Copy out every line of the data that has the word "below" somewhere in it.
═══ Data to examine
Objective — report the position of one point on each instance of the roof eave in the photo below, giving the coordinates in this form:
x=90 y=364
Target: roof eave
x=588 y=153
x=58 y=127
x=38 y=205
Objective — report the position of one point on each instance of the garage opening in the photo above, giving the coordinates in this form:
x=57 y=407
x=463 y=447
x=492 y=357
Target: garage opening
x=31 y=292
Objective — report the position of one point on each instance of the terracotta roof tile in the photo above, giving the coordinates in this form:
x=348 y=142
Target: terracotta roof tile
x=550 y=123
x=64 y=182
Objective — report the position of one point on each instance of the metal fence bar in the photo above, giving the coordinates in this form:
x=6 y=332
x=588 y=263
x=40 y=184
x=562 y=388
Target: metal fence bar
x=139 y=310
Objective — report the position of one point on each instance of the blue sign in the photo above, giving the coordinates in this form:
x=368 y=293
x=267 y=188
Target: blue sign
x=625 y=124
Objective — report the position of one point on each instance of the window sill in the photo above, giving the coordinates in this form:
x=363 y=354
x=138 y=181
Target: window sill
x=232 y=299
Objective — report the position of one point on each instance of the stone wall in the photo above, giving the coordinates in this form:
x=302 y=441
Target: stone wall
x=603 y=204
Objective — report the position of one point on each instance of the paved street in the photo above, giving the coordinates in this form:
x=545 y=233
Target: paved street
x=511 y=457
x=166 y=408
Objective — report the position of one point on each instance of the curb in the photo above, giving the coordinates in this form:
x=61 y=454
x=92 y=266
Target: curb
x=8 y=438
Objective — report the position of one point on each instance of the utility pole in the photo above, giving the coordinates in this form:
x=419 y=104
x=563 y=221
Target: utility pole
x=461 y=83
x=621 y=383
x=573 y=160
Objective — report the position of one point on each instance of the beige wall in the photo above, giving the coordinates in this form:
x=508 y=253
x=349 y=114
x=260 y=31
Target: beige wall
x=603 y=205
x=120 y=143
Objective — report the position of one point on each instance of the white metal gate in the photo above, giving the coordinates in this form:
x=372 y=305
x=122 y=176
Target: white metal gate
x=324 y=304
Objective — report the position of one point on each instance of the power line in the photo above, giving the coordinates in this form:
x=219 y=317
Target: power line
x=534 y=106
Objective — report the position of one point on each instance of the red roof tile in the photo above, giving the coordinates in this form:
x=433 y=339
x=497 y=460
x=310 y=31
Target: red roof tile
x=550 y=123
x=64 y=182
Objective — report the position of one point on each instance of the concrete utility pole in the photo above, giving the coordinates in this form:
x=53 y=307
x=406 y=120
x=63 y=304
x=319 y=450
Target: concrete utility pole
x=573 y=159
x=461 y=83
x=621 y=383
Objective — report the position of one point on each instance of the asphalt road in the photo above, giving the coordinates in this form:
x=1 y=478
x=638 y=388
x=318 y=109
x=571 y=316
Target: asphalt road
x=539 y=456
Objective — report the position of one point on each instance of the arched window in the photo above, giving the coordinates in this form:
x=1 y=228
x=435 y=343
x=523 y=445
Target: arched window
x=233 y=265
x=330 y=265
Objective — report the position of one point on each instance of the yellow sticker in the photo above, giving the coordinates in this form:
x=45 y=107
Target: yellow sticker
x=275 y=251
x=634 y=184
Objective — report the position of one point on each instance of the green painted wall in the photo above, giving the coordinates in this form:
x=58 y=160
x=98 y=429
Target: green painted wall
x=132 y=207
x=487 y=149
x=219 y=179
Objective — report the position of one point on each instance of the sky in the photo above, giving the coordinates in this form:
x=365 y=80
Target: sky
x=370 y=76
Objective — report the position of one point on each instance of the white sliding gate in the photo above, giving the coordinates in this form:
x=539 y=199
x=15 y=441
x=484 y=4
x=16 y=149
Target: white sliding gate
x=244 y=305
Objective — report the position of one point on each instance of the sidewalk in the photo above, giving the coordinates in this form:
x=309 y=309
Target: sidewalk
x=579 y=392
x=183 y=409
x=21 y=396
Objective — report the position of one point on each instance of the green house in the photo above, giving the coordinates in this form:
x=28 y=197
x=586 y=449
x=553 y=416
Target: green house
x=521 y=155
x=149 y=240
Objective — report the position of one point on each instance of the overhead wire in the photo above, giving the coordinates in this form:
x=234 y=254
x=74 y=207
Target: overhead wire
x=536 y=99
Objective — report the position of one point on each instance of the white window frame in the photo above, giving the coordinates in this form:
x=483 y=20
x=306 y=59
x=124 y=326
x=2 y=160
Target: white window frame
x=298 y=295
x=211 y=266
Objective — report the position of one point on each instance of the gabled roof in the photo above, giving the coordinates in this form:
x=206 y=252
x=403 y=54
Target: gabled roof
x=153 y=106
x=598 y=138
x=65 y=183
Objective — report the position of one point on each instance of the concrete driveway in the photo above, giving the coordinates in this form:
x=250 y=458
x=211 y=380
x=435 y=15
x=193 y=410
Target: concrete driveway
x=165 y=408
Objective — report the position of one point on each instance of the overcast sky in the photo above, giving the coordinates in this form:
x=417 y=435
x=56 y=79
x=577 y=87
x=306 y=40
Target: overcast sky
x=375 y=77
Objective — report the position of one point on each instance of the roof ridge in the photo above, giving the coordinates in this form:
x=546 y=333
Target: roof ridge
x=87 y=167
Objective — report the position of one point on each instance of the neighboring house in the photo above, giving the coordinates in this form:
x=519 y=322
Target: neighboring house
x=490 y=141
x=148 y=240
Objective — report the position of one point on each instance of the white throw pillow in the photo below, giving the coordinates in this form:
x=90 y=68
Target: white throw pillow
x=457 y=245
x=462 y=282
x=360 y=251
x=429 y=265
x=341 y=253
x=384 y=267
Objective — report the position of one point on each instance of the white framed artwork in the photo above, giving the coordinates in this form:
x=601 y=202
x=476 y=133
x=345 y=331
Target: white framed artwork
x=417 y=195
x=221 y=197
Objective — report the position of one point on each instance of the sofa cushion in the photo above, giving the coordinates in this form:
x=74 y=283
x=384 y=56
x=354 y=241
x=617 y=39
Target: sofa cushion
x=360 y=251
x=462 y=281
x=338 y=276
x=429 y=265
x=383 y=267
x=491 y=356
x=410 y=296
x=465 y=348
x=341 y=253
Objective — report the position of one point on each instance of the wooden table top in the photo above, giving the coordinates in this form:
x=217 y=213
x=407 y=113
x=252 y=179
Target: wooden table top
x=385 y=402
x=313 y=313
══════
* _Response area_
Objective — report the position of one point on each instance of the roof eave in the photo below, giving the coordinates in this form:
Objective — report the position of one point on each instance of the white throw pillow in the photo below, giving the coordinates in this form:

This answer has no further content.